WRITTEN EXERCISE: Convert every line of the records below into a JSON list of strings, one string per line, with blank lines skipped and the pictures left out.
-- begin RECORDS TO USE --
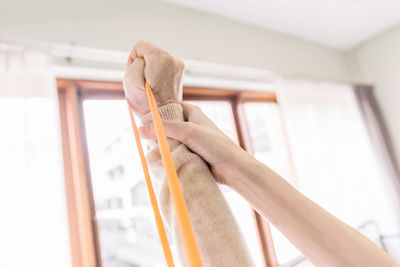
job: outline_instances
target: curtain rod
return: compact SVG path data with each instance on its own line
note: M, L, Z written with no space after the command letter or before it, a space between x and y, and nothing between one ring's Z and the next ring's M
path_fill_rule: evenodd
M54 58L86 60L121 65L124 69L127 51L92 48L71 44L47 43L27 39L7 38L0 36L0 51L22 52L35 49L49 53ZM278 75L274 72L252 67L211 63L190 59L182 59L185 63L185 75L200 78L239 79L244 81L275 83Z

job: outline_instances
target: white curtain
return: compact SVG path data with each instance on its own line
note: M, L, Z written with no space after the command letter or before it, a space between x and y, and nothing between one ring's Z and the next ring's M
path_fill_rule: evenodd
M55 79L40 52L0 46L0 266L70 266Z
M299 189L353 227L371 221L372 238L399 233L396 188L371 143L354 88L285 80L278 101Z

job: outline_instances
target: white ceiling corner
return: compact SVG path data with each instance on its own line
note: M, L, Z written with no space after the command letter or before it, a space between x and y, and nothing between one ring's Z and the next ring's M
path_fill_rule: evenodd
M348 50L400 23L399 0L163 0Z

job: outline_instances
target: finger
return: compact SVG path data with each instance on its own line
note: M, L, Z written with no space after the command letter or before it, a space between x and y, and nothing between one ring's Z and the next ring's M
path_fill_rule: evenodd
M169 138L178 140L184 144L187 144L191 135L196 132L196 127L199 127L190 122L183 121L167 121L162 122L165 135ZM146 124L139 129L139 135L145 139L157 139L156 130L154 124ZM199 129L197 129L199 130Z
M154 53L157 49L159 48L148 42L139 41L129 53L128 64L132 63L139 57L145 57L148 54Z
M198 125L213 128L221 132L221 130L214 124L210 118L208 118L199 106L189 104L187 102L181 102L183 116L187 121L196 123Z
M185 119L189 119L190 115L197 110L199 110L199 106L189 104L188 102L182 101L182 110L183 110L183 116Z
M123 79L125 95L128 97L129 102L135 106L137 101L143 99L136 99L136 90L144 91L144 67L145 63L143 58L137 58L126 70L125 77Z

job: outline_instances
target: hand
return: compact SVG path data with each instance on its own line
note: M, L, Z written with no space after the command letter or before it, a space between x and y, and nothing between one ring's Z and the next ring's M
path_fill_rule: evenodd
M144 83L150 85L157 105L182 99L184 64L166 51L140 41L129 54L123 78L124 91L139 116L150 111Z
M236 145L201 111L198 106L182 102L186 122L164 120L163 127L167 137L178 140L198 154L210 165L217 182L229 184L235 175L236 162L249 156ZM139 128L142 138L156 139L153 124Z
-- end RECORDS TO USE --
FINISHED ANSWER:
[
  "job: outline_instances",
  "target: curtain rod",
  "return: compact SVG path data with each instance on its own line",
  "note: M, L, Z written with no space after the command letter or before it, a space between x and y, and nothing between one ring's Z and the next ring's M",
  "path_fill_rule: evenodd",
  "M54 58L86 60L121 65L124 69L127 51L92 48L71 44L47 43L27 39L7 38L0 36L0 51L22 52L35 49L49 53ZM278 75L274 72L252 67L211 63L190 59L182 59L185 63L185 75L200 78L239 79L244 81L275 83Z",
  "job: outline_instances",
  "target: white curtain",
  "return: compact SVG path data with each instance on its own line",
  "note: M, L, Z written with no space after the command letter or before it, a space between x and y, and nothing between one ring's Z and the next ring's M",
  "path_fill_rule: evenodd",
  "M55 79L40 52L0 46L0 266L70 266Z",
  "M299 189L353 227L371 221L372 238L399 233L396 188L371 143L354 88L285 80L278 101Z",
  "job: outline_instances",
  "target: white ceiling corner",
  "return: compact SVG path data with each instance on its own line",
  "note: M, L, Z written with no space after the command letter or before it, a space between x and y, and nothing between one ring's Z and the next ring's M",
  "path_fill_rule: evenodd",
  "M348 50L400 23L399 0L163 0Z",
  "job: outline_instances",
  "target: finger",
  "return: compact SVG path data with each instance on its own line",
  "note: M, L, Z written with no space after the command letter or before it, a space between x and y, and nothing between one ring's Z and the next ring's M",
  "path_fill_rule: evenodd",
  "M169 138L178 140L184 144L187 144L191 135L196 132L196 127L199 127L190 122L183 121L167 121L162 122L165 135ZM146 124L139 129L139 135L145 139L157 139L156 130L154 124ZM199 129L197 129L199 130Z",
  "M154 53L157 49L159 48L148 42L139 41L129 53L128 64L132 63L139 57L145 57L148 54Z",
  "M198 125L213 128L221 132L221 130L214 124L210 118L208 118L199 106L189 104L187 102L181 102L183 116L187 121L196 123Z",
  "M185 119L189 119L190 115L197 110L199 110L199 106L189 104L188 102L182 101L182 110L183 110L183 116Z",
  "M123 79L125 95L128 97L129 102L135 106L137 101L143 99L136 99L136 90L144 91L144 67L145 63L143 58L137 58L126 70L125 77Z",
  "job: outline_instances",
  "target: hand",
  "return: compact SVG path data with each instance on its own line",
  "note: M, L, Z written with no space after the command letter or before it, a space between x and y, and nothing between one ring's Z and the next ring's M",
  "path_fill_rule: evenodd",
  "M144 83L150 85L157 105L182 99L184 64L166 51L140 41L129 54L123 78L124 91L139 116L150 111Z",
  "M236 145L201 111L198 106L182 102L186 122L164 120L163 127L167 137L178 140L198 154L210 165L217 182L229 184L235 175L236 162L249 156ZM139 128L142 138L156 139L153 124Z"
]